◆ **Task**
Copy exactly the run of lines that begins at the line with "the car running" and ends at the final line of the entries.

Location annotation dataset excerpts:
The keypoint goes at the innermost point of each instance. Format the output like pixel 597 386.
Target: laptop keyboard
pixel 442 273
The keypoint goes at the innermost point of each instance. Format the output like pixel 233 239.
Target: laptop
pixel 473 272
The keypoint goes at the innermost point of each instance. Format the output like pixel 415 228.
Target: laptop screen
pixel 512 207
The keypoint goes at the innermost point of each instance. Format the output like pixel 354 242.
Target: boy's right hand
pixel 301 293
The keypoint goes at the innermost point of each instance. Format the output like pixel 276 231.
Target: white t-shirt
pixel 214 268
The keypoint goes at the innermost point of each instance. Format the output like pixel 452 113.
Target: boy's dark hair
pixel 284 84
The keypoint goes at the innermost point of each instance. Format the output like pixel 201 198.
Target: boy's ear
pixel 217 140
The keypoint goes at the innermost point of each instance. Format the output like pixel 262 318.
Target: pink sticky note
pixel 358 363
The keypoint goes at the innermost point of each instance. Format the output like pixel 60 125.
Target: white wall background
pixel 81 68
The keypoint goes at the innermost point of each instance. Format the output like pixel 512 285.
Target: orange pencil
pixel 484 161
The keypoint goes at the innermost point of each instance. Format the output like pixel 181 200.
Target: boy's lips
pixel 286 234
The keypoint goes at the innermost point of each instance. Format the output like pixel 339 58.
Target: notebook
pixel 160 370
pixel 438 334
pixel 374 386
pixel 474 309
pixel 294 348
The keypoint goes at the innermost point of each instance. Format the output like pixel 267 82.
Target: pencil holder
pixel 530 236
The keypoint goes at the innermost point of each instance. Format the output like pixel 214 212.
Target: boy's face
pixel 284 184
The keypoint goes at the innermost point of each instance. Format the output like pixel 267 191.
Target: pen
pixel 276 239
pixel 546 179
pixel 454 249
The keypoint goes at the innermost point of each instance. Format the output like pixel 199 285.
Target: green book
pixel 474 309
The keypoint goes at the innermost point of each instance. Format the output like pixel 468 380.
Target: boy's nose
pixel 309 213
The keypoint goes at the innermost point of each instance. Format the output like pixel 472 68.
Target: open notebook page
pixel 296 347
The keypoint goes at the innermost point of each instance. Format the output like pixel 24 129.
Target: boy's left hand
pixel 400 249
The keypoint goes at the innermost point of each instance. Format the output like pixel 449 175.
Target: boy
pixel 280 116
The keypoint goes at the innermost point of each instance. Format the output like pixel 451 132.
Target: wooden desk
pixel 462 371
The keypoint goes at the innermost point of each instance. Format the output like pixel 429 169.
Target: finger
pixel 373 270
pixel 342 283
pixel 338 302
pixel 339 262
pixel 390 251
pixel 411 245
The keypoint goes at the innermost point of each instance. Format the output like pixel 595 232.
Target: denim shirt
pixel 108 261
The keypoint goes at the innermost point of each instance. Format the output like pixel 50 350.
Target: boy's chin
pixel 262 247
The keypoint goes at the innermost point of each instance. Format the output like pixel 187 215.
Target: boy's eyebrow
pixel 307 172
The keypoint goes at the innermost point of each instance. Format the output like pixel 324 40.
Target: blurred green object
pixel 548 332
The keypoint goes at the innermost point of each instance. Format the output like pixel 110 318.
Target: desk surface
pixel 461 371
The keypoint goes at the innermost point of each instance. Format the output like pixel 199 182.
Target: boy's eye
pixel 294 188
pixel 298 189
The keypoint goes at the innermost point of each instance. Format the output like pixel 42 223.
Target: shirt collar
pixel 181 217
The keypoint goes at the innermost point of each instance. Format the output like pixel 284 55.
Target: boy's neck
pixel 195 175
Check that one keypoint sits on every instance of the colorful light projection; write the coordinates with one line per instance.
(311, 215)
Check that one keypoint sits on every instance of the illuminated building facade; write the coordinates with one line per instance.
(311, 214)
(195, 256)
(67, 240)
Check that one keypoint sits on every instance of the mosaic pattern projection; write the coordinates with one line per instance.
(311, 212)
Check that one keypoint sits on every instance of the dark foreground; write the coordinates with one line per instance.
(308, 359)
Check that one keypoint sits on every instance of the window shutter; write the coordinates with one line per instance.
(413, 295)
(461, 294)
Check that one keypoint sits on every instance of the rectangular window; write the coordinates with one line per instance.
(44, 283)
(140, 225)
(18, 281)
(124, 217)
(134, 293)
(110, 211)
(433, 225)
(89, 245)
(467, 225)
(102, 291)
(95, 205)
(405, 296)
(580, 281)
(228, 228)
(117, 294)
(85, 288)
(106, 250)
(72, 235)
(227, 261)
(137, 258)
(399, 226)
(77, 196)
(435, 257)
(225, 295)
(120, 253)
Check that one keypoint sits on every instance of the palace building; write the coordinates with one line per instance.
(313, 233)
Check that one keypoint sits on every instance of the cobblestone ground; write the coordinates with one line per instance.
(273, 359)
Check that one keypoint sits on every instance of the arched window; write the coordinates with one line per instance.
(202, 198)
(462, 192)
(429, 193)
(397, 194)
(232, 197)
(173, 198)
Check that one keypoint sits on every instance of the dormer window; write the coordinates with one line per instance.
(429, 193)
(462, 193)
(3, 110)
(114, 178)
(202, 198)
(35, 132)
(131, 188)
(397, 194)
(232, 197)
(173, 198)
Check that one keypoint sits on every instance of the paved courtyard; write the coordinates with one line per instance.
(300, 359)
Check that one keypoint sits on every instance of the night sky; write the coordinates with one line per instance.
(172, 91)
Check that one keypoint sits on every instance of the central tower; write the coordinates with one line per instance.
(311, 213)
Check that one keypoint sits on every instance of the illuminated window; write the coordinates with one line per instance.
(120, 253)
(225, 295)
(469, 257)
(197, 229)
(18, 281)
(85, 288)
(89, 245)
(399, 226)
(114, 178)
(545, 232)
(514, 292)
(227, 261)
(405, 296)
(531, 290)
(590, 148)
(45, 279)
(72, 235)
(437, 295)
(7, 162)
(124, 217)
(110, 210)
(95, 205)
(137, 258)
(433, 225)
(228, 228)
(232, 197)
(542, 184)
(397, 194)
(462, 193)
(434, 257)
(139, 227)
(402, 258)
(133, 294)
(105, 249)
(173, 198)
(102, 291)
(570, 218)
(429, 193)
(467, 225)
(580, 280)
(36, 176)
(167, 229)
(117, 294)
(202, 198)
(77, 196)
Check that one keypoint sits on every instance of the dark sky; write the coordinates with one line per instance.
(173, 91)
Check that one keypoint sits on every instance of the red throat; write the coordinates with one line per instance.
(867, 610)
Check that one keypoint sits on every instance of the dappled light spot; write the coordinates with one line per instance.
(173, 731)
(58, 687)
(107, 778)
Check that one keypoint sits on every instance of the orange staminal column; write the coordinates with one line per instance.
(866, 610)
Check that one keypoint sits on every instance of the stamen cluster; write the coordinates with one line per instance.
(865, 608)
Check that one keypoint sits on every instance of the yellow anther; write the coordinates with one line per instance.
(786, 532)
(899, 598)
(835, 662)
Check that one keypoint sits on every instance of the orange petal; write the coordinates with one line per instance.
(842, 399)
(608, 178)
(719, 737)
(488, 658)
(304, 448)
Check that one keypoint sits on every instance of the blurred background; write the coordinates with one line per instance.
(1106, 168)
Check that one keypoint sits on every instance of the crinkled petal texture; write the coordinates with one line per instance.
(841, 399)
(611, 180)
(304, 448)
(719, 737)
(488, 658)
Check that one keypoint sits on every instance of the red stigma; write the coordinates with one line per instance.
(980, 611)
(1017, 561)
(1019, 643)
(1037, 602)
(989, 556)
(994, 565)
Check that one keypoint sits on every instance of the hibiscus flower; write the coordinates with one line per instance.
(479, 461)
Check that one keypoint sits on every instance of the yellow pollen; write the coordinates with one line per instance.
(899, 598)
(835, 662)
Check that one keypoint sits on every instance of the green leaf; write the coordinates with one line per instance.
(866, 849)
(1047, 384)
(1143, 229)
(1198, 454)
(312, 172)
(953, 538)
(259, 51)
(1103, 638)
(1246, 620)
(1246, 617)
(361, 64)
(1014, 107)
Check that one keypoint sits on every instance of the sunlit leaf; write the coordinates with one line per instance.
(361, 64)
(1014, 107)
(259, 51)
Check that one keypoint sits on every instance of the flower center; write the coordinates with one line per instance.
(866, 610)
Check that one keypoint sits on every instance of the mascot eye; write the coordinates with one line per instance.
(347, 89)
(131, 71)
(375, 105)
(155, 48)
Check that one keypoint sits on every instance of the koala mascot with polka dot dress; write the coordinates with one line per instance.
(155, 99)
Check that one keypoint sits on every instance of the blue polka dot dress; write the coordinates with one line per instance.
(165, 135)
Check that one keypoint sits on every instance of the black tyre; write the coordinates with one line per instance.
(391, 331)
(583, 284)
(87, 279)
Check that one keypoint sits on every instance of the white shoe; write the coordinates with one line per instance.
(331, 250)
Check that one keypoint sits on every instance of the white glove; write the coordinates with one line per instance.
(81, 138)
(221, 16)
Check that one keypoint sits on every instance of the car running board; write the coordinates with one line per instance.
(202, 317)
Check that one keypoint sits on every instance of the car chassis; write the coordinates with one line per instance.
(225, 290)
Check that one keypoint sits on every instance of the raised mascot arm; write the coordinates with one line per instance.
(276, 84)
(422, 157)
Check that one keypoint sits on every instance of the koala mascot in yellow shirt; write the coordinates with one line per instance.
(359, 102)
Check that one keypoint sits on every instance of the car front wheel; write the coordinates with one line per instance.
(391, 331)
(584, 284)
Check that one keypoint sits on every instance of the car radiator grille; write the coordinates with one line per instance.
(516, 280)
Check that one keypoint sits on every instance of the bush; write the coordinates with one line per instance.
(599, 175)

◆ **Reply**
Check that one keypoint sits on every instance of the car running board; write the coordinates with one line per instance.
(202, 317)
Check that one keypoint sits on every instance of the car chassis; write the coordinates with one line per instance.
(225, 290)
Check that one keypoint sits on every instance of the raised mascot arm; write the coordinates with one line per instance.
(276, 84)
(422, 157)
Check that one keypoint sits on every instance of the koala mascot in yellow shirt; write the coordinates with one line per instance.
(359, 102)
Check that one keypoint sits on every instance of the car front wheel; write the coordinates with one line per instance.
(391, 331)
(584, 284)
Check that one keypoint sits on every instance of the car radiator grille; write the coordinates with one line per instance.
(516, 280)
Check that one keypoint sits on every instance of the bush; write the coordinates with one line per instance.
(599, 175)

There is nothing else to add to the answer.